- **Position annotation records**:
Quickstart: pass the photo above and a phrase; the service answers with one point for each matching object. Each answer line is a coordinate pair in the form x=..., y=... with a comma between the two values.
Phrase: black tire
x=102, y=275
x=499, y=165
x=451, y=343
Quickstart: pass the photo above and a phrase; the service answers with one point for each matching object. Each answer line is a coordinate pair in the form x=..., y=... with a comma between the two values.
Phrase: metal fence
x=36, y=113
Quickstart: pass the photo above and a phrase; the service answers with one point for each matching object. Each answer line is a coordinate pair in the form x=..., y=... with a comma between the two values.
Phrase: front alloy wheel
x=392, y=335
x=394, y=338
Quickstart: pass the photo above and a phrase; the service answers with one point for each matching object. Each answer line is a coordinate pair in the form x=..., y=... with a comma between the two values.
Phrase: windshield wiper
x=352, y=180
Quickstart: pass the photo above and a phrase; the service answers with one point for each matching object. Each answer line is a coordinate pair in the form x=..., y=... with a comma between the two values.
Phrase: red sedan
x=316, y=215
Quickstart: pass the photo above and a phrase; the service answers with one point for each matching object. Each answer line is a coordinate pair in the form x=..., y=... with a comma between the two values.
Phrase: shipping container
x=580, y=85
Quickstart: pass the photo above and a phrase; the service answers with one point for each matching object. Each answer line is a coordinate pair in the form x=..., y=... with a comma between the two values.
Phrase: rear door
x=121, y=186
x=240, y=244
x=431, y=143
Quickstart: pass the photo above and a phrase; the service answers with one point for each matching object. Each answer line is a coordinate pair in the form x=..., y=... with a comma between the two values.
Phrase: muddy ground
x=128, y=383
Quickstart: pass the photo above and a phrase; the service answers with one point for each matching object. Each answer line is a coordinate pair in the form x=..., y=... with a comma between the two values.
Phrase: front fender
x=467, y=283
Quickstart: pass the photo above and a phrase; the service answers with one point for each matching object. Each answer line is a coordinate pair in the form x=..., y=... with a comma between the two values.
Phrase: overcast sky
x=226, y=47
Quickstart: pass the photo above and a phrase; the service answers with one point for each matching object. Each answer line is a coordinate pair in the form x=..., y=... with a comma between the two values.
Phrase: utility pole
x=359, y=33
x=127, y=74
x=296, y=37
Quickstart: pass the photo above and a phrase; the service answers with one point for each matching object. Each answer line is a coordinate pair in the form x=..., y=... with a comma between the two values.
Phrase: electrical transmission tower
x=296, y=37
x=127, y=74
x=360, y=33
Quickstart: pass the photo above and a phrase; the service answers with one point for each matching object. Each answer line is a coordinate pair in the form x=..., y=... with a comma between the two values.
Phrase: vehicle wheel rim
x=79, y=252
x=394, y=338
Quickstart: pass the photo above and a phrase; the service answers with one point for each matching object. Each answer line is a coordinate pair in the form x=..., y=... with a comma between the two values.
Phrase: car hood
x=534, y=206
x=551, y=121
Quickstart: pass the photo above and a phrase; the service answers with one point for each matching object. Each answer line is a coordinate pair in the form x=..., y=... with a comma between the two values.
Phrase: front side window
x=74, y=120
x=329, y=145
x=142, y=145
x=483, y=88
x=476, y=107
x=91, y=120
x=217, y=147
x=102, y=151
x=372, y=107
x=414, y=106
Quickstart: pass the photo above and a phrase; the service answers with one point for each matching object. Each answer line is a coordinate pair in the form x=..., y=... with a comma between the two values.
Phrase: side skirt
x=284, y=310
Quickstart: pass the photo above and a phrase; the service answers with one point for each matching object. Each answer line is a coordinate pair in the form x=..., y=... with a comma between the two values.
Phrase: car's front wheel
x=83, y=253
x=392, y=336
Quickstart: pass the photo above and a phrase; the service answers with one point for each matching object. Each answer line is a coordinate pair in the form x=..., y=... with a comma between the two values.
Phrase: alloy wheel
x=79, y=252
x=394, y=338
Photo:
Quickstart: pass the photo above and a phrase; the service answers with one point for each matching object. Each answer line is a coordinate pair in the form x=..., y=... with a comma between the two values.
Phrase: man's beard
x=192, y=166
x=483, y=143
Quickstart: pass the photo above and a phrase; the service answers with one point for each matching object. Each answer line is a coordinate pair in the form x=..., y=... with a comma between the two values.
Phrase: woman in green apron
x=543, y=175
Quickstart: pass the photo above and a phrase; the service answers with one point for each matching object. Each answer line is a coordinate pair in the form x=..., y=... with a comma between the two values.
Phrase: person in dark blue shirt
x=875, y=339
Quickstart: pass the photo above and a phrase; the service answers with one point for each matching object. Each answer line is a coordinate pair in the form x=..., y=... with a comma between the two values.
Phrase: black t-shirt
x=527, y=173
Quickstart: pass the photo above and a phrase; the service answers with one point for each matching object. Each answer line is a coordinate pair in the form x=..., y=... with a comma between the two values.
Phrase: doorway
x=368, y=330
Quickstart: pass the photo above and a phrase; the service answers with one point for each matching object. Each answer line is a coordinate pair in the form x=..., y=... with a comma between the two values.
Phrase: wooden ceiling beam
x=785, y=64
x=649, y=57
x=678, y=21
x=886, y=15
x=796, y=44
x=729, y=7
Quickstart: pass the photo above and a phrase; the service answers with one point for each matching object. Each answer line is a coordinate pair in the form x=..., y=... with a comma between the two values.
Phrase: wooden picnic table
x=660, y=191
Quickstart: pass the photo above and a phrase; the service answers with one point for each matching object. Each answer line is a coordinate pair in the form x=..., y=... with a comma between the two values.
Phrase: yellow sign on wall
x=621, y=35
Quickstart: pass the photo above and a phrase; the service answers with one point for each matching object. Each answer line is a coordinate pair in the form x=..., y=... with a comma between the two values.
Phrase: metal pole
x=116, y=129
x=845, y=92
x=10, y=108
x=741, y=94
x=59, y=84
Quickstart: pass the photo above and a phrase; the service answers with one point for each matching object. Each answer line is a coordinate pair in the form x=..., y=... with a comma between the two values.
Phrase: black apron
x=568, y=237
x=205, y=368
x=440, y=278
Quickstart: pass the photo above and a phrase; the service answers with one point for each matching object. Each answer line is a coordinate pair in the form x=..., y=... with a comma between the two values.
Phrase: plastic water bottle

- **AIM OF THE EXERCISE**:
Reproduce word for word the lines above, from the first line through the line containing "x=352, y=180", including both.

- **ANSWER BELOW**:
Quickstart: pass the photo above and a phrase; the service answers with one point for each matching object. Each answer line is a coordinate pair in the form x=..., y=... with a comma between the two values.
Phrase: black tire
x=102, y=275
x=499, y=165
x=451, y=343
Quickstart: pass the photo above and a phrase; the service answers with one point for each matching object. Each answer line is a coordinate pair in the form x=..., y=... with a comma between the two values.
Phrase: metal fence
x=36, y=113
Quickstart: pass the photo above and a phrase; the service answers with one point for each matching object. Each answer line is a coordinate pair in the form x=..., y=... with a comma between the two values.
Phrase: front alloy wheel
x=392, y=335
x=394, y=338
Quickstart: pass the photo above and a phrase; the service answers with one point for each matching object. Each answer line is a coordinate pair in the form x=..., y=... with a comma between the two values.
Phrase: windshield wiper
x=352, y=180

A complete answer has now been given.